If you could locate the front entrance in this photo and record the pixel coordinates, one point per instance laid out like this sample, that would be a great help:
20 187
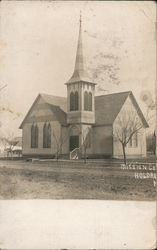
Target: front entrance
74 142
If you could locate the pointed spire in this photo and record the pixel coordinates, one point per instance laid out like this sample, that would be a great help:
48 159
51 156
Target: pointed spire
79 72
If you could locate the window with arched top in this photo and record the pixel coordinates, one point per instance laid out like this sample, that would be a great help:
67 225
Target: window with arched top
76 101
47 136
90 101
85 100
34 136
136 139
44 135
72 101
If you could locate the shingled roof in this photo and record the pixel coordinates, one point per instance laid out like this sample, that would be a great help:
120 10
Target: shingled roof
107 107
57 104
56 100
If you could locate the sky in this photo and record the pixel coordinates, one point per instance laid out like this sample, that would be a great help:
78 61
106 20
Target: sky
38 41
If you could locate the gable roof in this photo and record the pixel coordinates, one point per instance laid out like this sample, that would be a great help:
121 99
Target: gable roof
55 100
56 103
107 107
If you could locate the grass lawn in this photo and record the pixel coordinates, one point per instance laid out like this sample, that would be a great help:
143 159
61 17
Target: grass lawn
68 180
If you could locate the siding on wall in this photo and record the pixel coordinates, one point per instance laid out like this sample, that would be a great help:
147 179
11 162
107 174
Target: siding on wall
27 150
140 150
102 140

________

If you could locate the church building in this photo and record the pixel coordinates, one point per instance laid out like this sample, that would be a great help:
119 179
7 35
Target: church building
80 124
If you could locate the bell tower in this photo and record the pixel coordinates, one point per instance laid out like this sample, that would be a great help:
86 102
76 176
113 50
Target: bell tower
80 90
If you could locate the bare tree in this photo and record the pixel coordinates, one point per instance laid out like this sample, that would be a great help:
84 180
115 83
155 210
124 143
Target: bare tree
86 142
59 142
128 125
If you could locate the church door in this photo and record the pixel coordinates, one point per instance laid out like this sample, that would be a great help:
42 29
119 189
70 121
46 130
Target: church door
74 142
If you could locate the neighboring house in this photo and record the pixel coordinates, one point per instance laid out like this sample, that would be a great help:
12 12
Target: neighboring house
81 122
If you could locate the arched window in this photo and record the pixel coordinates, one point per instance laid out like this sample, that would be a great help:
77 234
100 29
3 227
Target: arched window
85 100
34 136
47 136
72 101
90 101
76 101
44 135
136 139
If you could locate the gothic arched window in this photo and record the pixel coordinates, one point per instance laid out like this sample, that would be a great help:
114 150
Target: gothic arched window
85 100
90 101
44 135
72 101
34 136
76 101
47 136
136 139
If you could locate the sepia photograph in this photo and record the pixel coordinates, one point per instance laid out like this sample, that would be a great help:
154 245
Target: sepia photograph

________

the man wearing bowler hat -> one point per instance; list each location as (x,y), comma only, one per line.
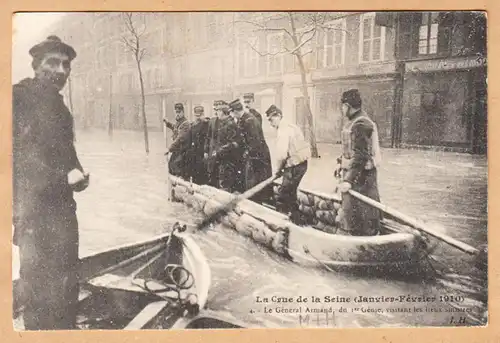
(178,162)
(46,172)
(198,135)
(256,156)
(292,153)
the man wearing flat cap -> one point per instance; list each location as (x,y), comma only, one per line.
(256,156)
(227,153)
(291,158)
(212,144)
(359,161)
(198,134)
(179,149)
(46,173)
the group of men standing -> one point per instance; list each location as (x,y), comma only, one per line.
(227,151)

________

# Your instructions:
Proceeding from the line containing "If you could locate the bare" through the line containing "If you could locate the arched", transcribe the lines above exactly, both end lines included.

# Output for this task:
If you could locate the bare tree in this photo and record the pixel coordinates, one point per instance laid out like this sample, that would be a great help:
84 180
115 83
155 210
124 143
Target: bare tree
86 142
59 142
128 125
If you could locate the church door in this photo and record the pixel coordinates, one point per instance laid out like this sample, that would be a great help:
42 29
119 189
70 121
46 130
Target: church door
74 142
If you could locate the neighboring house in this photo and record the pixel coordinates, one point per instance laid out like this sample, that would be a great help:
12 12
Target: neighboring house
81 122
If you could locate the arched window in this photo and record the pixel coordinates, one point per instance laid out like this sample, that would be a great help:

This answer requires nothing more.